--- Data to use Enclosed Below ---

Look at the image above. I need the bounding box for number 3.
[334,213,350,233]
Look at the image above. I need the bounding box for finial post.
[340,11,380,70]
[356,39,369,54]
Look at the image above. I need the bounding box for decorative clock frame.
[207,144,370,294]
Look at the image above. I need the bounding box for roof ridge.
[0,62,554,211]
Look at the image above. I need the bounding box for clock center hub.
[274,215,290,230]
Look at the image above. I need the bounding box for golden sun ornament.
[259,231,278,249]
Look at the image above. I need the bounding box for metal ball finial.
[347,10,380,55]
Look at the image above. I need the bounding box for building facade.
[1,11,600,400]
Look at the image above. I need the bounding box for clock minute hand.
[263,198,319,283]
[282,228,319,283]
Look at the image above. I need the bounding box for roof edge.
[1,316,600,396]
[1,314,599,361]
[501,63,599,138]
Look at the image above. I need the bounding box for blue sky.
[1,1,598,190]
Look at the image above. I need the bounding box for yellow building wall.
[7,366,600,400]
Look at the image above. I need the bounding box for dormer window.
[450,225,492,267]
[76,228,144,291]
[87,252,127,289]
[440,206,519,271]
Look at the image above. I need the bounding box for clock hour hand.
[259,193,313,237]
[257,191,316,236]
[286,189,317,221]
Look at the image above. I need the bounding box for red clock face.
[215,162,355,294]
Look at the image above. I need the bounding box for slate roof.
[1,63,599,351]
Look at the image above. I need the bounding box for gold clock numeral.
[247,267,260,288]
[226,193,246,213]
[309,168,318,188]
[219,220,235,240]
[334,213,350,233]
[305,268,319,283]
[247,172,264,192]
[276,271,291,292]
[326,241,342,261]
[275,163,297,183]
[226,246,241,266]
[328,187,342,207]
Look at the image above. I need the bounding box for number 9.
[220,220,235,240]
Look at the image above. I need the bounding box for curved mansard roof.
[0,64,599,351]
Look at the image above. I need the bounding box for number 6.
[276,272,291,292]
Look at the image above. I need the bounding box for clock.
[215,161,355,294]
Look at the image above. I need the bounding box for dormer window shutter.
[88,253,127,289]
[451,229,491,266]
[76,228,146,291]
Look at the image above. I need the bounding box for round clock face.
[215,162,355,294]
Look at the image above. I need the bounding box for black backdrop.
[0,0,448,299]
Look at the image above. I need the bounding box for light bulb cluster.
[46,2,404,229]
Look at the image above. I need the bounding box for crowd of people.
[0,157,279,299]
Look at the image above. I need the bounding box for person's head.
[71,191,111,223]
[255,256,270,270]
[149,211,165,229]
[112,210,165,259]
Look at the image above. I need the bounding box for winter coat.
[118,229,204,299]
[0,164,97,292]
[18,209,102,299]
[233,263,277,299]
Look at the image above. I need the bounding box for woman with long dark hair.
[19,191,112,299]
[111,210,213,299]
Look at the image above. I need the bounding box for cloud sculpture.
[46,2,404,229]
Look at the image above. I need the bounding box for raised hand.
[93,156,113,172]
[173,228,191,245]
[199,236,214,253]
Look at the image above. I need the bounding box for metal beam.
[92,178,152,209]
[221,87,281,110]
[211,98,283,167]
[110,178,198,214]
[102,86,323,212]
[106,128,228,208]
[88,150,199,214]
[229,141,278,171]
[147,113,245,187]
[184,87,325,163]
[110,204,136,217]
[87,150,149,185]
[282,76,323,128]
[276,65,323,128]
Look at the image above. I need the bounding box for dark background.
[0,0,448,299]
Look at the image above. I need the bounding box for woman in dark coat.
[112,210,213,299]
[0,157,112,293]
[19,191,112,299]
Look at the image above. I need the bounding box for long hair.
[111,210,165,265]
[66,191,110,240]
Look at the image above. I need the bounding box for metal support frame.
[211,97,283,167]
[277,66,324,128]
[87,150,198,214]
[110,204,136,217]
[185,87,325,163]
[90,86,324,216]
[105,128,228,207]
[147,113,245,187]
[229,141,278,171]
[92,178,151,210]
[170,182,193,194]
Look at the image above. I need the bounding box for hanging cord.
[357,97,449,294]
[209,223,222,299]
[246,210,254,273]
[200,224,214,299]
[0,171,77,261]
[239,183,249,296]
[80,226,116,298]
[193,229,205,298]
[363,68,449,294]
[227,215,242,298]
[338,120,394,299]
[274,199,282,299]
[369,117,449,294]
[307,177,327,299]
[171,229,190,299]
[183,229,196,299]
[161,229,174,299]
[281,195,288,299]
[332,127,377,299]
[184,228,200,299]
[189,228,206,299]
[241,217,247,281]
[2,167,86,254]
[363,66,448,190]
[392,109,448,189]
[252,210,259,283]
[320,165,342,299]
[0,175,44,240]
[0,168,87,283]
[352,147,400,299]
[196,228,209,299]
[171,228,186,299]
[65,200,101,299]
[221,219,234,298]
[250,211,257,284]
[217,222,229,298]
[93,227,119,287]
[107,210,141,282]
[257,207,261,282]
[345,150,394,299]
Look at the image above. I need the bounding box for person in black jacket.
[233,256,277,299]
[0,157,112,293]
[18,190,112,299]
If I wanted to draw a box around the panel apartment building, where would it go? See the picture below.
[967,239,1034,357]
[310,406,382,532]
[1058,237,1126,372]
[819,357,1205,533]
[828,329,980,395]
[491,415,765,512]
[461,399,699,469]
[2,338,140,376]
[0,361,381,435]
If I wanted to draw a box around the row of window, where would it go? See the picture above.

--- End of Enclosed Data to use ---

> [Instructions to follow] Write out every entry again exactly, please, with nothing missing.

> [Task output]
Look at the image above. I need the bounding box for number 3.
[334,213,350,233]
Look at the image above. I need the bounding box for finial post.
[340,11,380,70]
[356,39,369,54]
Look at the image above. I need the bounding box for decorative clock frame.
[207,144,370,294]
Look at the image above. I need the bounding box for roof ridge.
[0,62,554,211]
Look at the image above. I need the bounding box for clock center hub.
[274,215,290,230]
Look at the image above. I need the bounding box for golden sun ornament.
[259,231,278,249]
Look at the image above. I need the bounding box for metal ball finial.
[347,10,380,55]
Look at the image above. I need the bounding box for building facade.
[1,11,600,400]
Look at the image above. I need the bounding box for clock minute hand.
[263,198,319,283]
[282,228,319,283]
Look at the image above. I need the bounding box for roof edge.
[1,316,600,396]
[1,314,599,361]
[501,63,599,138]
Look at the image above. I need the bounding box for blue sky.
[1,1,598,190]
Look at the image above. I need the bounding box for yellow building wall.
[7,366,600,400]
Look at the image above. I need the bounding box for dormer window.
[450,225,492,267]
[76,228,144,291]
[87,252,127,289]
[440,206,519,271]
Look at the image above. I need the bounding box for clock hour hand.
[259,193,313,237]
[257,191,316,236]
[286,189,317,221]
Look at the image above. I need the bounding box for red clock face.
[215,162,355,294]
Look at the image above. I need the bounding box for slate roof.
[1,63,599,351]
Look at the image above. I need the bounding box for gold clock numeral.
[247,267,260,288]
[226,193,246,213]
[309,168,318,188]
[219,220,235,240]
[334,213,350,233]
[305,268,319,283]
[247,172,264,192]
[276,271,291,292]
[326,241,342,261]
[275,163,297,183]
[226,246,241,266]
[328,187,342,207]
Look at the image above. I need the bounding box for number 9.
[220,220,235,240]
Look at the image above. I need the bounding box for curved mansard roof.
[0,64,599,351]
Look at the image above. I need the bounding box for number 6.
[276,272,291,292]
Look at the image above. I need the bounding box for clock.
[215,161,355,294]
Look at the image above. I need the bounding box for dormer window shutter.
[88,253,127,289]
[451,229,491,266]
[76,228,146,291]
Look at the image above. I need the bounding box for round clock face.
[215,162,355,294]
Look at the image above. I need the bounding box for black backdrop.
[0,0,448,299]
Look at the image above. I need the bounding box for light bulb cluster.
[46,2,404,229]
Look at the image above. I need the bounding box for crowd of people.
[0,157,279,299]
Look at the image above. I need the bounding box for person's head.
[71,191,111,223]
[255,256,270,270]
[149,211,165,229]
[112,210,165,259]
Look at the image above. I need the bounding box for winter coat.
[118,229,204,299]
[0,164,97,292]
[18,209,102,299]
[233,263,277,299]
Look at the image above. I need the bounding box for woman with long dark hair.
[19,191,112,299]
[111,210,213,299]
Look at the image above. I need the bounding box for cloud sculpture.
[46,2,404,229]
Look at the image above. I need the bounding box for raised hand.
[93,156,113,172]
[173,228,191,245]
[199,236,214,253]
Look at the image above. I need the bounding box for metal beam.
[92,178,152,209]
[221,87,281,110]
[211,98,283,167]
[110,178,198,214]
[102,86,323,212]
[106,128,228,208]
[88,150,199,214]
[229,141,278,171]
[147,113,245,187]
[184,87,325,163]
[110,204,136,217]
[87,150,149,185]
[282,76,323,128]
[276,65,323,128]
Look at the image above. I need the bounding box for dark background.
[0,0,448,299]
Look at the image above. I need the bounding box for woman in dark coat.
[112,210,213,299]
[0,157,112,293]
[19,191,112,299]
Look at the image above. I need the bounding box for long hair.
[111,210,165,265]
[66,191,110,240]
Look at the image above. I need the bounding box for metal support frame.
[211,97,283,167]
[277,66,324,128]
[87,150,198,214]
[110,204,136,217]
[185,87,325,163]
[90,86,324,216]
[105,128,228,207]
[147,113,245,187]
[229,141,278,171]
[92,178,151,210]
[170,182,193,194]
Look at the image above. I need the bounding box for hanging cord.
[357,97,449,294]
[209,223,222,299]
[246,210,254,273]
[200,224,214,299]
[0,171,77,261]
[239,183,249,296]
[80,226,116,298]
[193,229,205,298]
[363,68,449,294]
[227,215,242,298]
[338,120,394,299]
[274,199,282,299]
[369,117,449,294]
[307,177,327,299]
[171,229,190,299]
[183,229,196,299]
[161,229,174,299]
[281,195,288,299]
[332,127,377,299]
[184,228,200,299]
[189,228,206,299]
[241,217,247,281]
[2,167,86,254]
[363,66,448,190]
[392,109,448,189]
[252,210,259,283]
[320,165,342,299]
[0,175,44,240]
[0,168,87,283]
[352,147,400,299]
[196,228,209,299]
[171,228,186,299]
[65,200,101,299]
[221,219,234,298]
[250,211,257,284]
[217,222,229,298]
[93,227,119,287]
[107,210,141,282]
[257,207,261,282]
[345,150,394,299]
Look at the image above. I need the bounding box for person in black jacket.
[233,256,277,299]
[0,157,112,293]
[18,190,112,299]
If I wanted to draw a box around the panel apartment building, where would it go? See the picture below.
[967,239,1034,357]
[310,406,382,532]
[1058,237,1126,372]
[819,357,1205,533]
[828,329,980,395]
[491,415,765,512]
[461,399,699,469]
[2,338,140,376]
[0,361,381,435]
If I wanted to draw a box around the row of window, where would it go? See the picture above.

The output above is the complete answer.